# EXERCISE PROMPT
Copy word for word the stretch of the commentary below on "Family Guy" and anti-Semitism from "Comic Genius Seth" up to and including "being an anti-Semite.".

# READING PASSAGE
## begin
3/20/14

Comic Genius Seth MacFarlane is Not Anti-Semitic

The Forward's critic Mark I. Pinsky asks, "Is 'Family Guy' Anti-Semitic?" Actually he doesn't ask at all. He informs us that there is not a shadow of a doubt that the show's creator Seth MacFarlane is anti-Semitic.

Pinsky is terribly confused about the meaning of anti-Semitism. He is wrong to say of MacFarlane that it is "well past time to call him out" for being an anti-Semite.

'Family Guy' is a satirical TV cartoon. It is a brilliantly funny show. It mocks just about everything in our culture from family values to relationships to religions in general and in specific - all religions, all values, all relationships - without prejudice for one over another. We all know that stereotyping in jokes is not the highest form of humor. It's usually cheap and crass and obnoxious, it's bigoted, but it's not anti-Semitic to make a joke about Jews loving money.
## end
# INFORMATION SHOWN
## begin
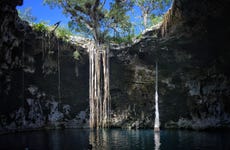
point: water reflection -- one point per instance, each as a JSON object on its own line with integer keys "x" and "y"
{"x": 116, "y": 139}
{"x": 157, "y": 140}
{"x": 121, "y": 139}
## end
# REPLY TO THE TASK
Comic Genius Seth MacFarlane is Not Anti-Semitic

The Forward's critic Mark I. Pinsky asks, "Is 'Family Guy' Anti-Semitic?" Actually he doesn't ask at all. He informs us that there is not a shadow of a doubt that the show's creator Seth MacFarlane is anti-Semitic.

Pinsky is terribly confused about the meaning of anti-Semitism. He is wrong to say of MacFarlane that it is "well past time to call him out" for being an anti-Semite.